### TASKS TO COMPLETE
1. In the editorial on Argentina's Senate abortion vote, what does it say defined abortion in the United States?
2. Translate this sentence from the editorial on Argentina's Senate abortion vote into Spanish: "Some of the senators’ speeches were baffling."
3. Continue the editorial on Argentina's Senate abortion vote from where it stops.

### TEXT PROVIDED

>>>>

If such an existentially fundamental issue as abortion should never hang in the balance as the toss of a coin, the total lack of suspense surrounding Thursday’s foregone conclusion was hardly a improvement. Perhaps the senators thought that they were paying homage to the importance of the issue by dedicating so many hours of debate to it (or perhaps it was only their own self-importance, in many cases) but neither the rights of unborn life or women over their bodies need that amount of verbiage to explain. Numerous well-researched reports and studies on the issue are available and (despite the claims of one lawmaker who seemingly claimed not to have read the bill), yet at times the lamest of arguments filled the vacuum in the upper house.

Some of the senators’ speeches were baffling. To cite just a handful of small examples, we had insane explanations of the “components” of rape and why there were different types, the irrelevant citing of famous composers and the declaration that “without life” there would be no Senate. But to waste any more words deploring the quality of the debate would simply be to repeat the offence. The real question is where do we go from here? The government, if reports are true, thinks the next step is modifying Argentina’s Criminal Code and that is at least one step in the right direction, yet before looking ahead, it might also be worth looking back – could things have been done differently? For example, some of the defeated bill’s most fervent advocates might well be asking how six dozen overpaid and underworked legislators can arrogate the right to frustrate the popular will as expressed by its representatives in the Chamber of Deputies, questioning the very existence of the Senate (akin to the House of Lords in Britain).

But this is the wrong question. Sometimes patronising attitudes of a modern and progressive mindset toward the less-developed provinces overrepresented in the Upper House (where three-eighths of the population command 60 of the 72 senators) merely feed the backlash – Donald Trump and Brexit illustrate the dangers of ignoring opinion beyond the centres of power. Instead of removing the federalist leg of Congress, the alternatives should have been contemplated. As mentioned in these pages before, a referendum is a good way to decide this issue. Despite the idea being so abruptly ruled out by the government in the immediate wake of the Senate vote, Ireland’s own public consultation illustrated the extent of support for the legal abortion in country with a strongly Catholic identity, as is the case in Argentina. Another option would be a Supreme Court ruling (after all, if Argentina’s Constitution is modelled on the United States, abortion there was defined by Roe versus Wade in 1973, not by any Congress vote or White House decision).

<<<<

### DATA SHOWN
>>>>

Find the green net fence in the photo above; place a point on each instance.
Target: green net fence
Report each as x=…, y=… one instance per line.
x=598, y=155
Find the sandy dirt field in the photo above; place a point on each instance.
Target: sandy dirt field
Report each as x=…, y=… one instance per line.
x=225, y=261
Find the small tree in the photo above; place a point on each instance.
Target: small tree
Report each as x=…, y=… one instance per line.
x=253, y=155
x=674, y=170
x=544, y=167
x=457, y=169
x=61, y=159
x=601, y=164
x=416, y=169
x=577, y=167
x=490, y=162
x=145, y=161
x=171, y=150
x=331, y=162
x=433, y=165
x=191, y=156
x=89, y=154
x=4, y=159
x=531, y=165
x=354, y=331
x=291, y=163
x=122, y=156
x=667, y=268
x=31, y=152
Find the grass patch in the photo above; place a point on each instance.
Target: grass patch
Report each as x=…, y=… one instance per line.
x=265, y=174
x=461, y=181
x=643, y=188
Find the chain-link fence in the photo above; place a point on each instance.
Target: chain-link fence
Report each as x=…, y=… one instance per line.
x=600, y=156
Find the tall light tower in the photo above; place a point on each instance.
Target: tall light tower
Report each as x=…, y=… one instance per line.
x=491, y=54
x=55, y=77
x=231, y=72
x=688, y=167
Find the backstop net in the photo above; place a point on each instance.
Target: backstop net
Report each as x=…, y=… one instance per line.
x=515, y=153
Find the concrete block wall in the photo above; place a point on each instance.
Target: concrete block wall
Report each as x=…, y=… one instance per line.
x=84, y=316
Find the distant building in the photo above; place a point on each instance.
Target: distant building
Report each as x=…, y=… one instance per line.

<<<<

### ANSWERS TO THE PROBLEMS
1. Roe versus Wade in 1973, not any Congress vote or White House decision.

2. Algunos de los discursos de los senadores fueron desconcertantes.

3.
But it is far more important to look ahead at this stage because Thursday’s vote by no means closes off debate – on the contrary, the issue has been firmly installed in the public mind and the abortion problem is now a reality for everybody, even those who are convinced that the cure is worse than the disease. The hundreds of thousands on the streets this week illustrate how sooner or later abortion will be legalised and rather than deploring the delay, the time should be used to broaden the areas of consensus and improve the legislation because clarity is still lacking both in points of detail and even the central question. Thus not only did aspects such as state funding and conscientious objection split the advocates of abortion within the Senate.

What strikes this newspaper as perhaps saddest of all is the fact that Argentina is now left with the status quo, legislation that dates back to 1921, almost a century ago. This is unacceptable and a failure, not just of this government, but of the ones that have passed before it. For the green camp, this defeat should be no reason for despair in the abortion campaign because sooner or later they will prevail. But when that day comes, the prolife ranks should not consider their cause ended either. Society would become less human if not constantly reminded of an unborn life which is not just a religious dogma but scientifically demonstrable. Their cause will be no less valid when it is no longer the law of the land but they should also understand that it should not have to depend on being the law of the land. Yet for the time being it is.